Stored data
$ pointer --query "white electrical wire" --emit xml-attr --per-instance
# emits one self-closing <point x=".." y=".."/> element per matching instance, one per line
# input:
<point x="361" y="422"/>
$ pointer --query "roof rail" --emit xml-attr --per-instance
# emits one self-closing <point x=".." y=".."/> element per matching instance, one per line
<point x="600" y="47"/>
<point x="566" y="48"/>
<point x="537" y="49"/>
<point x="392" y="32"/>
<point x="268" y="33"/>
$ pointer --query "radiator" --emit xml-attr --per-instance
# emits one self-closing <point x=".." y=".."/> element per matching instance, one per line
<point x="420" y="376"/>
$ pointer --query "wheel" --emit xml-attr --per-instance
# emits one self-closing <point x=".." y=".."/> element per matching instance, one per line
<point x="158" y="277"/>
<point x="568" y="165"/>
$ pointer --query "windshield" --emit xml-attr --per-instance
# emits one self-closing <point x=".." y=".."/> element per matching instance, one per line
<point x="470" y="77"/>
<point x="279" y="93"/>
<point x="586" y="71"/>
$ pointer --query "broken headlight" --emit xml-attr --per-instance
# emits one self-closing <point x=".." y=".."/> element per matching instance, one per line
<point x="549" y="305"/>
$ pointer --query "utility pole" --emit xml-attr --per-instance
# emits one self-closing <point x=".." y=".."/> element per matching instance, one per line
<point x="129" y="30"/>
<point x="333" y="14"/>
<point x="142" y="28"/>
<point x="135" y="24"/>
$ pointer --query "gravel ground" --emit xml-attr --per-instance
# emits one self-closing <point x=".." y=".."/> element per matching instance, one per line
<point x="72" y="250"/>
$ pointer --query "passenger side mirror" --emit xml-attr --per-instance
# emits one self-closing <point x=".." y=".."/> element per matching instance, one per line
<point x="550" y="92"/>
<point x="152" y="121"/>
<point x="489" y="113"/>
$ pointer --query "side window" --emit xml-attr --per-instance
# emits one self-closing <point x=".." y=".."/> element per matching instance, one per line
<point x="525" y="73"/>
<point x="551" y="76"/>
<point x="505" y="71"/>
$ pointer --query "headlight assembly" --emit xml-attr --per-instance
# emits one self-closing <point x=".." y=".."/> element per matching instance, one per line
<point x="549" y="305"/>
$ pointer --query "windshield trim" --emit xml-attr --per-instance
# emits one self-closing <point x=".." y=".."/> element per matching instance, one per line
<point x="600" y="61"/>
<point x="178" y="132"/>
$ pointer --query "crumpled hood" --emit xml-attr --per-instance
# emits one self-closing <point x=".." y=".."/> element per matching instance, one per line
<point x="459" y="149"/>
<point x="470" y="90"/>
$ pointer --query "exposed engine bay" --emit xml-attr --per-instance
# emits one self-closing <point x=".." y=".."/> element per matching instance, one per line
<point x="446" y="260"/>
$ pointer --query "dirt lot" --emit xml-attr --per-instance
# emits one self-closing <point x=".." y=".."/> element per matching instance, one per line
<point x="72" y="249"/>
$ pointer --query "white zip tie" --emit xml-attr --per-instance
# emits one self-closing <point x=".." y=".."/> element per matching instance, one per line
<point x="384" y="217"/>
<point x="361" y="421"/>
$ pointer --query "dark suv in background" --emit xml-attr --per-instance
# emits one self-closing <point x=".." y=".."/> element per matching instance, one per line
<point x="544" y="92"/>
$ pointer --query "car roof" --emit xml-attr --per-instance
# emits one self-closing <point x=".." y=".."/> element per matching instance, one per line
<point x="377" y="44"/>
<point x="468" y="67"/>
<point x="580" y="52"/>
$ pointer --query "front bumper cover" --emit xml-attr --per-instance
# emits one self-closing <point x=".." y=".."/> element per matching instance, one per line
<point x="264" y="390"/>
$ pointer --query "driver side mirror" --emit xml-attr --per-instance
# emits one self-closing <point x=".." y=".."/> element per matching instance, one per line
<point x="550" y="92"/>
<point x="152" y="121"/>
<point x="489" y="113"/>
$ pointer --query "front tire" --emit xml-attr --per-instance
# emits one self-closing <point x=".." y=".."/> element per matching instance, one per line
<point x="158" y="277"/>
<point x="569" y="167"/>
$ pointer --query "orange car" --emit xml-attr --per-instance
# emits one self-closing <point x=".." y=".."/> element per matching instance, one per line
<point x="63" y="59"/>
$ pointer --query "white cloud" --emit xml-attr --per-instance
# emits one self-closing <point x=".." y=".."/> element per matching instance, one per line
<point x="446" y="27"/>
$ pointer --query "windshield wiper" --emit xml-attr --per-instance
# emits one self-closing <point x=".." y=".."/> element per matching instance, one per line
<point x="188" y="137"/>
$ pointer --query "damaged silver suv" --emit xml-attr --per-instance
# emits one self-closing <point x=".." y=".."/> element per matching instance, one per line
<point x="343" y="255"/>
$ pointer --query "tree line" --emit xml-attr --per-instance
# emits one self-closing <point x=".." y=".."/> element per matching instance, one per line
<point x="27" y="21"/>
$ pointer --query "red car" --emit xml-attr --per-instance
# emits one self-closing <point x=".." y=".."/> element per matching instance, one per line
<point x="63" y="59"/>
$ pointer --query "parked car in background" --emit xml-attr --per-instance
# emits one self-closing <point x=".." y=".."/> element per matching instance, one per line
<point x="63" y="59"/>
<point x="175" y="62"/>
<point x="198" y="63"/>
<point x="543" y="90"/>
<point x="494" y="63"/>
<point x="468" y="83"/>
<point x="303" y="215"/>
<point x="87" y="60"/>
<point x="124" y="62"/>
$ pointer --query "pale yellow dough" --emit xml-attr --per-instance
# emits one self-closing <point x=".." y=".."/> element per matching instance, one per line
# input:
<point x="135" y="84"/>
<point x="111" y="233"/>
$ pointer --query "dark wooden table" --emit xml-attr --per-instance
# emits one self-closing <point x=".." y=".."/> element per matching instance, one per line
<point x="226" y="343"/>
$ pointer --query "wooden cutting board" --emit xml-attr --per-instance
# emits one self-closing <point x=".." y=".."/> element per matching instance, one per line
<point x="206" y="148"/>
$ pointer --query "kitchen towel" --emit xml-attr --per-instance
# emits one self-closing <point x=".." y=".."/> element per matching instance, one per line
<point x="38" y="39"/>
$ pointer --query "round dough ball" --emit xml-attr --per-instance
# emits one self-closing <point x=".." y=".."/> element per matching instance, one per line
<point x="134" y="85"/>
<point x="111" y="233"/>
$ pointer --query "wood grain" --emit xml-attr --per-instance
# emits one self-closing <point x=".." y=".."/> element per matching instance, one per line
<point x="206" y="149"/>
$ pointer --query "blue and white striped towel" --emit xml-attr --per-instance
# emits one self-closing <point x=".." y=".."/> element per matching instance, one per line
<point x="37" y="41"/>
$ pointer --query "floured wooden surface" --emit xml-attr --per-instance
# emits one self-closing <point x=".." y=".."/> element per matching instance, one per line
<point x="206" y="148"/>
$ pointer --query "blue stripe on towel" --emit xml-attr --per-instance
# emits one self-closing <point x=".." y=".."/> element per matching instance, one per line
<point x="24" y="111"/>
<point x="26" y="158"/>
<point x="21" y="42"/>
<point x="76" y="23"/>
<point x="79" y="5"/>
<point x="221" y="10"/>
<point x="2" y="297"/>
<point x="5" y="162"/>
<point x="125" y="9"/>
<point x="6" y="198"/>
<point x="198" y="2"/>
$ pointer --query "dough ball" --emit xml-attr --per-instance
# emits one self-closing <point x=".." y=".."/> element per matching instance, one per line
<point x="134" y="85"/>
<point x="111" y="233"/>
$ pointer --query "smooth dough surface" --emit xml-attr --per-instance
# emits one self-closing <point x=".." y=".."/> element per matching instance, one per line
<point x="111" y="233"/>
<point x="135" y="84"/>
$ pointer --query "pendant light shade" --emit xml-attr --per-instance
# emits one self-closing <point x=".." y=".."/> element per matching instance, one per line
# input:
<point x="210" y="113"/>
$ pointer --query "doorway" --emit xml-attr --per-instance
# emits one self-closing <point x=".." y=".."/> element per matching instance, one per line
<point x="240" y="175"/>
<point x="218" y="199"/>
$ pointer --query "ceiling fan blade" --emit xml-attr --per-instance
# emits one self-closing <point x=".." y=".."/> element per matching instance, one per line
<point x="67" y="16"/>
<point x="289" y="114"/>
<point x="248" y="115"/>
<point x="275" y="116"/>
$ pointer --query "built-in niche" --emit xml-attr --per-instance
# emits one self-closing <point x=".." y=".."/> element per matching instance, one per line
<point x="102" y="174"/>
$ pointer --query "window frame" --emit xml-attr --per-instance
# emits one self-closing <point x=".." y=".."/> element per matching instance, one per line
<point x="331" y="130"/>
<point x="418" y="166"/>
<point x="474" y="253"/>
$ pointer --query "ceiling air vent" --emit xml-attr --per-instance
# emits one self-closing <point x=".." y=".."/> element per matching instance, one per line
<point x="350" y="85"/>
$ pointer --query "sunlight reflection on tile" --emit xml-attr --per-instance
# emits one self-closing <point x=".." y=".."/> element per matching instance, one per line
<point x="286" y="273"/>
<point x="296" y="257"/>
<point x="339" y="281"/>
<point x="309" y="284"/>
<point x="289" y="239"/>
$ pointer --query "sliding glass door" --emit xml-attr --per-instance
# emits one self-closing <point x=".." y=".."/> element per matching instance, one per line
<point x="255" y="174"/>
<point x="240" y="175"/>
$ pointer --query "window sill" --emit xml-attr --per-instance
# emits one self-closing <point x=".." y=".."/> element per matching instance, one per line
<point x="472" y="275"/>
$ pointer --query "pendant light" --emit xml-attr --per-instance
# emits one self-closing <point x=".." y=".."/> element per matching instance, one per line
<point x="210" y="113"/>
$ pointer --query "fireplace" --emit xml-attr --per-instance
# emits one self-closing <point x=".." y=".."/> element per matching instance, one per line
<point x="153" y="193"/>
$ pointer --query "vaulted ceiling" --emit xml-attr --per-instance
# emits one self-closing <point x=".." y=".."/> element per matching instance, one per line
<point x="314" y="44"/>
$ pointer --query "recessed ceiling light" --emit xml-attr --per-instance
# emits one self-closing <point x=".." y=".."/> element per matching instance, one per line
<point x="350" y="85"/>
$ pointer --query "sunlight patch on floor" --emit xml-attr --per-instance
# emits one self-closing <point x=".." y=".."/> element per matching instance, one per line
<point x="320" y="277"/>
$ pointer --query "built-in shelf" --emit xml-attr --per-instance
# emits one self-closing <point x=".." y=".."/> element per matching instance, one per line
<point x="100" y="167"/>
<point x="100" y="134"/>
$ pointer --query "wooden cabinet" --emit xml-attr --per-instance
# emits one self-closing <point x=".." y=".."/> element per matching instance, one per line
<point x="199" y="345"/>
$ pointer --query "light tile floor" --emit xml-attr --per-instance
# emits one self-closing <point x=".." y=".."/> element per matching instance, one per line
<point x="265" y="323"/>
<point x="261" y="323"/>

- Work to complete -
Where a line in the records above contains the string "towel", copy that line.

- Problem solution -
$ pointer --query "kitchen towel" --emit xml-attr --per-instance
$ pointer --query "blue and white striped towel" --emit xml-attr --per-instance
$ pointer --query "blue stripe on towel" --emit xml-attr --per-instance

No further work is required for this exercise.